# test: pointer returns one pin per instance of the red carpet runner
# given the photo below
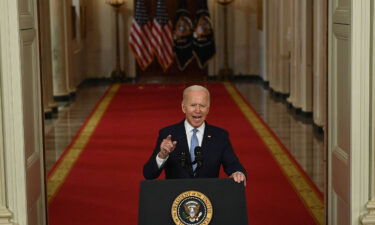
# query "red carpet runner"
(96, 181)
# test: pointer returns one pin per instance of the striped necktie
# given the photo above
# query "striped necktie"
(194, 143)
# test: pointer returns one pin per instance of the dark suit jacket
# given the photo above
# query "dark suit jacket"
(216, 150)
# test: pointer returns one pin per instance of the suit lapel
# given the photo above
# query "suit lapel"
(206, 139)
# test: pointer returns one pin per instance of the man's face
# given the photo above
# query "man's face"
(196, 107)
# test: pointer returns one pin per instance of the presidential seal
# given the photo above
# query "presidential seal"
(192, 208)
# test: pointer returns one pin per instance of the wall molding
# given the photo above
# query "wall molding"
(360, 107)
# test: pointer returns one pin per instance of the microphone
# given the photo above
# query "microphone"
(198, 156)
(183, 159)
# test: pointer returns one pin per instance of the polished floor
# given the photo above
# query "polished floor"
(295, 131)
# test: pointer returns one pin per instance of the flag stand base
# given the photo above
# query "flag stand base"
(118, 76)
(225, 74)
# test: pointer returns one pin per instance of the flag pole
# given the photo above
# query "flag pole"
(117, 75)
(226, 72)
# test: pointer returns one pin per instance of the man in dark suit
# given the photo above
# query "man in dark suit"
(194, 148)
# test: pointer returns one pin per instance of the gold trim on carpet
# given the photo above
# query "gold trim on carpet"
(309, 197)
(58, 176)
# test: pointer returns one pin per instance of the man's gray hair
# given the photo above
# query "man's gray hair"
(195, 88)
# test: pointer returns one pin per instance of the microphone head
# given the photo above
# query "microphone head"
(198, 151)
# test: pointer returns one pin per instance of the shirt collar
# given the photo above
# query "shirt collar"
(189, 128)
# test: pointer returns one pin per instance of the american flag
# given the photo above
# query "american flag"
(141, 36)
(162, 41)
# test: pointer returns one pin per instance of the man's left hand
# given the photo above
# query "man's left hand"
(239, 177)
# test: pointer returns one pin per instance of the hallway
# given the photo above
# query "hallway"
(295, 132)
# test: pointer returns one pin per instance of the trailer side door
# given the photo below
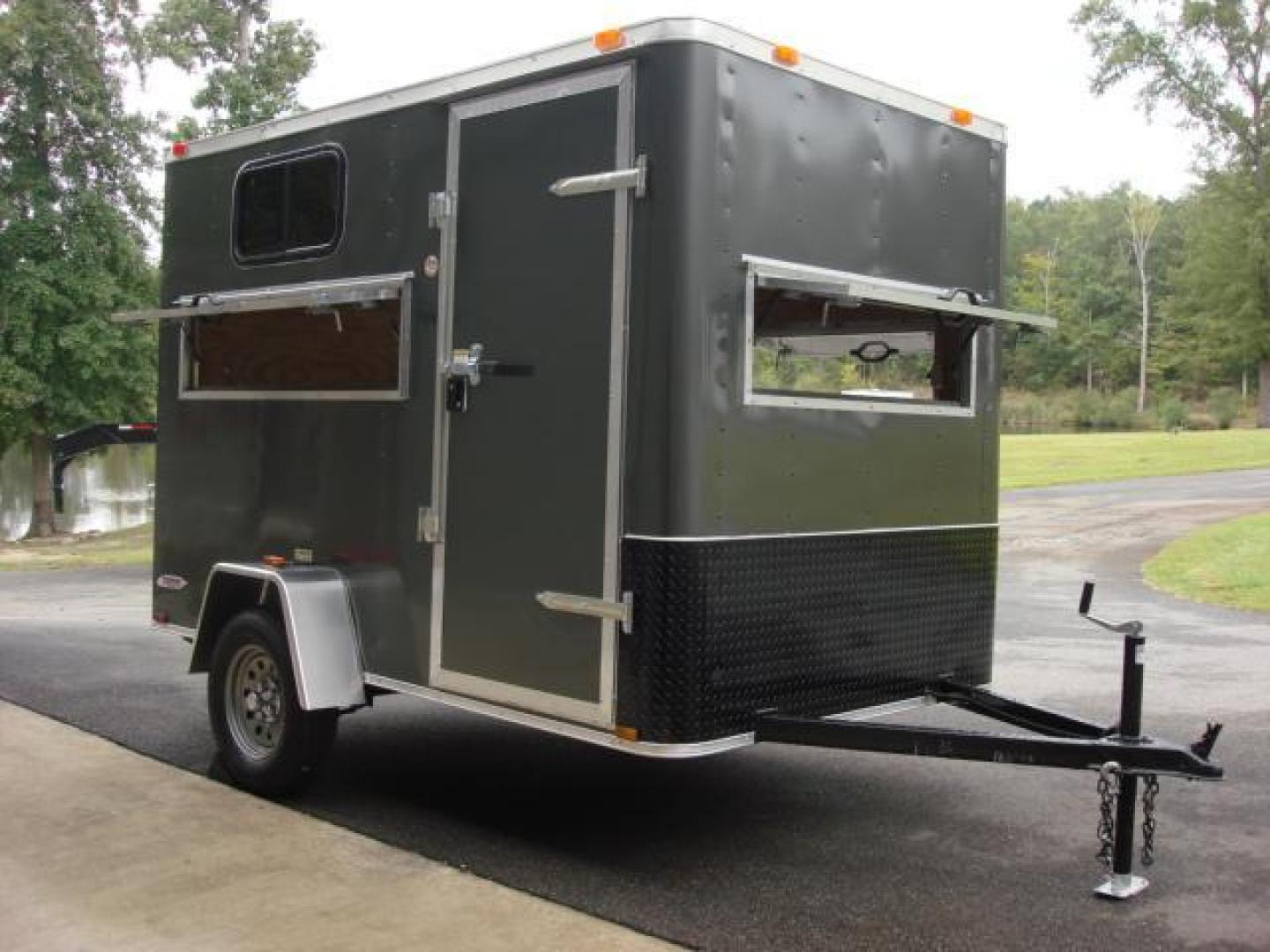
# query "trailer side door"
(530, 398)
-=-=-=-=-
## Problem statement
Copy the listing over exactly, skipping the pictures it holds.

## Reply to the task
# test: pointer returns one pin per instance of the red carpet runner
# given the photo below
# query "red carpet runner"
(96, 181)
# test: pointer returns one pin per instance of the striped necktie
# given the photo above
# query "striped necktie"
(194, 143)
# test: pointer returns one pin per instance of the dark suit jacket
# given the photo above
# query "dark suit jacket"
(216, 150)
# test: pointer returns one pin per instance of the suit lapel
# given the photo above
# query "suit lapel"
(206, 139)
# test: pointer returns one pin per instance of the man's face
# given the photo above
# query "man's face"
(196, 107)
# test: pointer returns one pin per instance of the presidential seal
# given the photo above
# query "presidential seal"
(192, 208)
# test: pointer returns one pin per instance of the wall molding
# given the photo above
# query "wall molding"
(360, 107)
# test: pointer returns one pin per instance of the microphone
# given the photo above
# query "microphone"
(198, 156)
(183, 159)
# test: pointer returns one pin per instance of the polished floor
# given the photo above
# query "polished floor"
(295, 131)
# test: pointer returns one pin per instance of the flag stand base
# given the photo above
# query "flag stand base"
(118, 76)
(225, 74)
# test: pointer returns one pin per instance of the flag pole
# given the photo above
# query "flag pole"
(117, 75)
(226, 72)
# test: pointer returns one pin per instance of the man in dark suit
# given the photo above
# query "man in dark suit"
(194, 148)
# test: pointer returns one pin per instance of the gold trim on carpet
# given the photo above
# query "gold trim on carpet"
(309, 197)
(58, 176)
# test: pointer returns one pin per instance of the man's gray hair
# given the photo above
# query "man's gray hair"
(195, 88)
# test: pointer returns one pin per instance of the microphone head
# given the photo above
# query "microphone head"
(198, 151)
# test: pointer returns one pin per instance of the shirt collar
# given the photo above
# query "shirt collar"
(189, 128)
# test: pointer returns one pin per instance of the american flag
# given the photo above
# query "american flag"
(141, 36)
(162, 41)
# test: pointer returns one pin per instance of the man's left hand
# given the photo above
# query "man's left hand"
(239, 177)
# test: pointer returns one pin per instance of the hallway
# given the photo above
# query "hallway"
(295, 132)
# test: pointer returns one pin per instance of the trailer side door
# given the photo below
# query "trailer side door"
(530, 398)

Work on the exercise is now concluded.